BEGIN RECORDS SHOWN

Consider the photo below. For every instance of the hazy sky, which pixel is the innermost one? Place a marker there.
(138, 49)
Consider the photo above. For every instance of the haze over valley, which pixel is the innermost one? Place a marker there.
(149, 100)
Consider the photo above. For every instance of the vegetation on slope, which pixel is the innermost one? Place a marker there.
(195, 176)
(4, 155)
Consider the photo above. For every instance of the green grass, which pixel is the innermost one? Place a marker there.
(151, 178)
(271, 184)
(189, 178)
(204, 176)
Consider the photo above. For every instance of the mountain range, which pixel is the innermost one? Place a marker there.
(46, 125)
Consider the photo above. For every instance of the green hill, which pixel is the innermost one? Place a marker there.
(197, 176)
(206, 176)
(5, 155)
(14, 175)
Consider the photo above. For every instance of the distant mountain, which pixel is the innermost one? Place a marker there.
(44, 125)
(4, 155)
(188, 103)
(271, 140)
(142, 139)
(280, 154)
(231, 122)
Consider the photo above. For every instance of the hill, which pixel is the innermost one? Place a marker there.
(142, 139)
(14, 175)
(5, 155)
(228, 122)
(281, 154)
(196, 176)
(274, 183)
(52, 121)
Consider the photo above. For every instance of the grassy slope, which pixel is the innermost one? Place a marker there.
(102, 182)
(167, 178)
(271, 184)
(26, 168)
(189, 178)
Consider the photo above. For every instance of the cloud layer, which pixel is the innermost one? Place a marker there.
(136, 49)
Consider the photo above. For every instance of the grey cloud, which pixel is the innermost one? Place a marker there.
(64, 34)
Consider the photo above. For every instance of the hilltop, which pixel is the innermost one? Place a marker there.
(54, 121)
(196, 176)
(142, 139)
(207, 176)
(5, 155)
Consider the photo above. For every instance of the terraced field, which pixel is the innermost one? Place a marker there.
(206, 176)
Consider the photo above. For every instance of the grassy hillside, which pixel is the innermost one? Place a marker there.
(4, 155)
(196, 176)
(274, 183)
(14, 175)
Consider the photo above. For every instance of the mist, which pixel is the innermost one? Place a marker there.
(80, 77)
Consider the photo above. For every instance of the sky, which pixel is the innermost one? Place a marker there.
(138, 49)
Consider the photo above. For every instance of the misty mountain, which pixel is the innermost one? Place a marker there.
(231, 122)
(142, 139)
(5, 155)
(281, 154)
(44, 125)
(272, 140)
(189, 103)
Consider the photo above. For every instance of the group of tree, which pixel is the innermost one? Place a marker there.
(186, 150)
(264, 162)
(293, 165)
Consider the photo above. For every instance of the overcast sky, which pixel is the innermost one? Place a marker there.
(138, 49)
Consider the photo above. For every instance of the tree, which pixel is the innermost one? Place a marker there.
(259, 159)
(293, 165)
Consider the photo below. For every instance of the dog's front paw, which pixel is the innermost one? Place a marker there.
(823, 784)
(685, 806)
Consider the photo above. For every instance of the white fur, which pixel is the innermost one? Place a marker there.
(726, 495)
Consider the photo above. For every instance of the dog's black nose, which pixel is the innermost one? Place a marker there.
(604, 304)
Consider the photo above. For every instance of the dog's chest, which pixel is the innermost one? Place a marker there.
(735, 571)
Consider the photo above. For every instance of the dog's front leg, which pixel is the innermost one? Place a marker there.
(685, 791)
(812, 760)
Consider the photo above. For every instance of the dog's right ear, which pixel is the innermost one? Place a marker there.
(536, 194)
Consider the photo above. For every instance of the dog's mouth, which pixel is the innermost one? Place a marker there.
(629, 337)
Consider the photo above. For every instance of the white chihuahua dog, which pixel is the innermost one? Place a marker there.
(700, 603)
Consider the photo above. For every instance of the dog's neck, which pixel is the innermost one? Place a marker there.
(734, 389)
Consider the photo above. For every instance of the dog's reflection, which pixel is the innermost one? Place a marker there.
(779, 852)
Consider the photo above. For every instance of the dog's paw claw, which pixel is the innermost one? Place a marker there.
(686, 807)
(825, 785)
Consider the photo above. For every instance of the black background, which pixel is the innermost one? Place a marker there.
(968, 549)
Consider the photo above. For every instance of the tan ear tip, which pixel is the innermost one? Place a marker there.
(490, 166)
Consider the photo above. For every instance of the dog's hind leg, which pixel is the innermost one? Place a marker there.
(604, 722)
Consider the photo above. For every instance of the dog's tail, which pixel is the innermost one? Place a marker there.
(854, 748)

END RECORDS SHOWN

*TASK*: Rewrite the part of the entries that opens with the line containing "dog's mouth, which" and runs through the end of the entries, swapping "marker" for "pin" and leaving everything else unchanged.

*WORKED ANSWER*:
Consider the photo above. For every instance of the dog's mouth, which pixel is the innermost one? Place a pin there.
(629, 337)
Consider the photo above. For every instance of the white chihuahua dog, which pixel is the innermost one? Place a pin there.
(700, 603)
Consider the photo above. For every instance of the dog's neck, which pixel is the innermost one? Place a pin there.
(734, 389)
Consider the photo above. For every instance of the dog's reflection, which pixel is the innermost one? Place a pin there.
(779, 852)
Consider the photo above. For every instance of the dog's paw claw, which pixel is the innermost one? Place a pin there.
(686, 807)
(825, 785)
Consider the photo above. For every instance of the black background, which pixel is the innermost one? Place a pin there.
(968, 549)
Consider the photo above. For every instance of the tan ear tip, which pixel is the innermost one? Place a pin there.
(490, 166)
Consider the photo above. For every instance of the dog's hind leg, which pixel is the innermost one? Place a pin there.
(604, 722)
Consider the photo above. For every instance of the dog's tail, which pixel is the innermost one? Place a pin there.
(854, 748)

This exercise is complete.